Extract verbatim every line from the one containing "bird wing, given" to the final line of the records below, inclusive, and exclude all pictures.
BEGIN
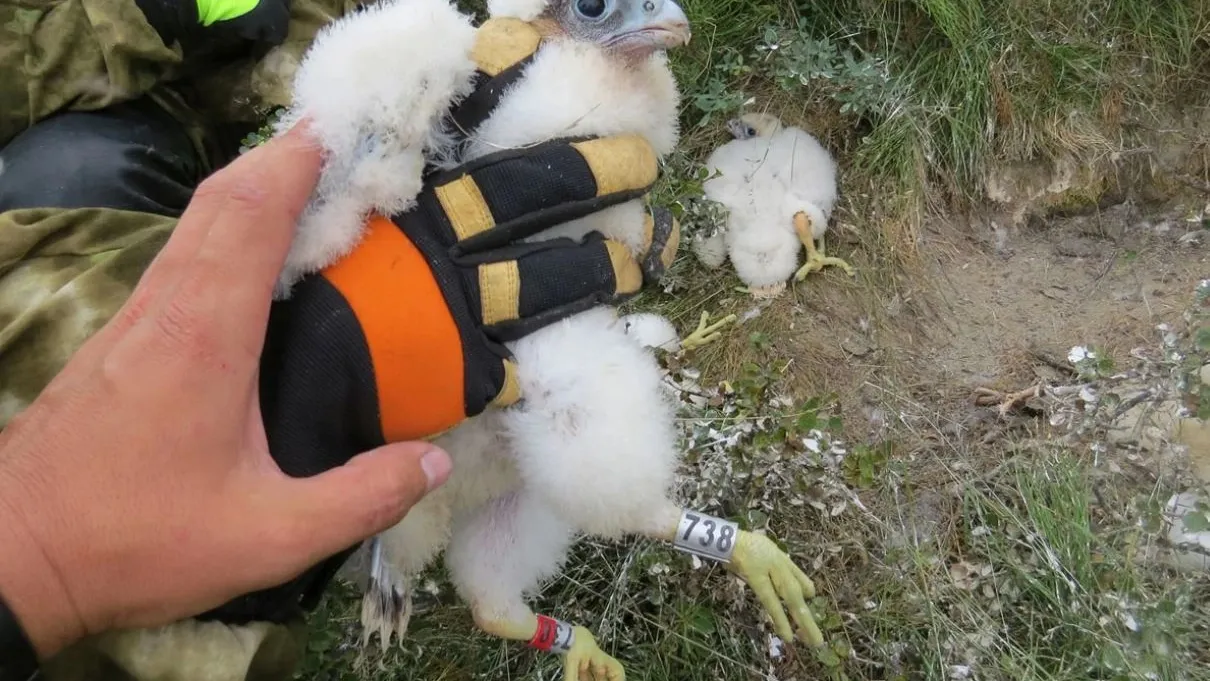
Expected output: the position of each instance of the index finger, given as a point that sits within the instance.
(228, 286)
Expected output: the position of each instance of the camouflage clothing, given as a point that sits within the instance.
(64, 271)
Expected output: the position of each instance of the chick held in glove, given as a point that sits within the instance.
(778, 185)
(402, 338)
(589, 446)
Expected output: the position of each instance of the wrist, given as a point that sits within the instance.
(32, 588)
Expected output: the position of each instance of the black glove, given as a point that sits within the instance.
(402, 339)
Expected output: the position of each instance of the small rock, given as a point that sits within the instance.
(1194, 433)
(1192, 549)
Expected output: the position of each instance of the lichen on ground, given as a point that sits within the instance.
(1018, 180)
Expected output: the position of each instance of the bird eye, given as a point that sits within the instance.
(591, 9)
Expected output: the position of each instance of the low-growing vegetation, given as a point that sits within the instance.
(950, 538)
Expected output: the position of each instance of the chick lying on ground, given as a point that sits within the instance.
(592, 445)
(778, 185)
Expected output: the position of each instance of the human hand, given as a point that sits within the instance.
(138, 489)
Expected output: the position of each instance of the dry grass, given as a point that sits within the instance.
(980, 549)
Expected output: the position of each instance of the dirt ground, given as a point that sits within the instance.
(1104, 280)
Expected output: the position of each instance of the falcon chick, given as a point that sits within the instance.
(778, 185)
(592, 445)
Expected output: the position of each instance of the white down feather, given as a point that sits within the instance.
(592, 448)
(762, 182)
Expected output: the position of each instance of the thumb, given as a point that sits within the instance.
(367, 495)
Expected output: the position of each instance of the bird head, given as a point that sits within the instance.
(633, 29)
(752, 125)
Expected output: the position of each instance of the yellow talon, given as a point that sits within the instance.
(777, 579)
(704, 333)
(587, 662)
(816, 258)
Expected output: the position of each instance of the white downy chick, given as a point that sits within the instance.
(375, 86)
(592, 445)
(766, 175)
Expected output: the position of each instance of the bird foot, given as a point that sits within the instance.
(587, 662)
(706, 333)
(386, 605)
(766, 293)
(817, 261)
(773, 576)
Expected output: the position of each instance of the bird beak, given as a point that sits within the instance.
(669, 26)
(664, 28)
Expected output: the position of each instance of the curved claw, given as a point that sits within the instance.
(777, 579)
(706, 333)
(818, 261)
(587, 662)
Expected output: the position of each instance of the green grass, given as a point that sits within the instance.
(923, 94)
(1029, 555)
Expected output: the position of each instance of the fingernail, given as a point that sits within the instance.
(437, 466)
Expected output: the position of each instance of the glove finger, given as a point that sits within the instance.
(536, 284)
(513, 194)
(503, 46)
(661, 242)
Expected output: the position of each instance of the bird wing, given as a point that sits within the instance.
(374, 87)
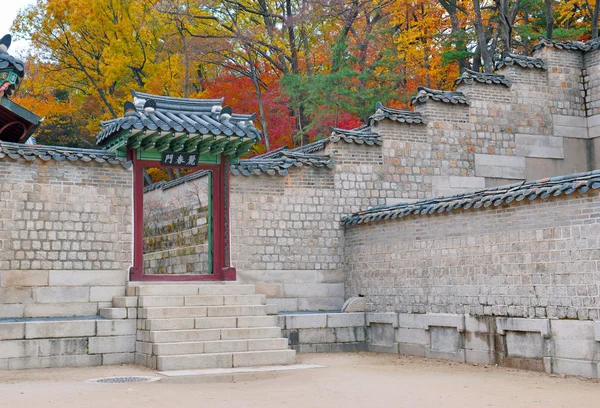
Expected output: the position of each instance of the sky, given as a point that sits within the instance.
(10, 8)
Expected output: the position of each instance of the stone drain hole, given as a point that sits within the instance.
(122, 380)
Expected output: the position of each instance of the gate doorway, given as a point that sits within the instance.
(178, 222)
(174, 241)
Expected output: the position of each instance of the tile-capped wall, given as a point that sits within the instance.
(65, 237)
END
## Complete response
Expected output: the position of each instance of the bird wing, given as a point that sits within the instance.
(374, 87)
Expected output: the position of each instance of the sky, given as a point that sits within the instance.
(10, 8)
Expected output: the position of each instance of the stone drain hole, given as a point that sits within the instance.
(122, 380)
Expected output: the position of each instance of the gate doorway, given as a point that sits within the instance.
(178, 222)
(174, 241)
Expected output: the position of each instance of the tile-capped wall, given as a point that sits within the instance.
(65, 237)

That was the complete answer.